[Problem statement]
Transcribe every entry word for word. Skip the pictures.

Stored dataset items
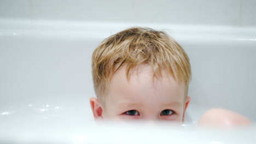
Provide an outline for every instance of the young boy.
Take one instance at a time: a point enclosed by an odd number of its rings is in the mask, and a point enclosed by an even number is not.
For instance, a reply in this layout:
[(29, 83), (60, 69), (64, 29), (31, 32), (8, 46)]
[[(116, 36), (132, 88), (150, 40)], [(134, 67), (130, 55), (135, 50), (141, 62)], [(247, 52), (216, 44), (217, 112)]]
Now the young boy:
[(95, 50), (92, 67), (96, 119), (184, 122), (190, 64), (165, 32), (135, 27), (112, 35)]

[Completed exercise]
Provide an outline for every instance of the young boy.
Take one instance at a time: a point enclosed by an odd number of its rings is in the mask, and a point enclosed by an even number is not.
For instance, a reply in this layout:
[(29, 83), (60, 69), (64, 29), (31, 32), (8, 46)]
[[(116, 36), (132, 88), (150, 40)], [(134, 67), (130, 55), (135, 50), (141, 62)], [(247, 52), (216, 44), (217, 112)]]
Now the young boy:
[(95, 50), (92, 67), (96, 119), (184, 122), (190, 64), (165, 32), (135, 27), (112, 35)]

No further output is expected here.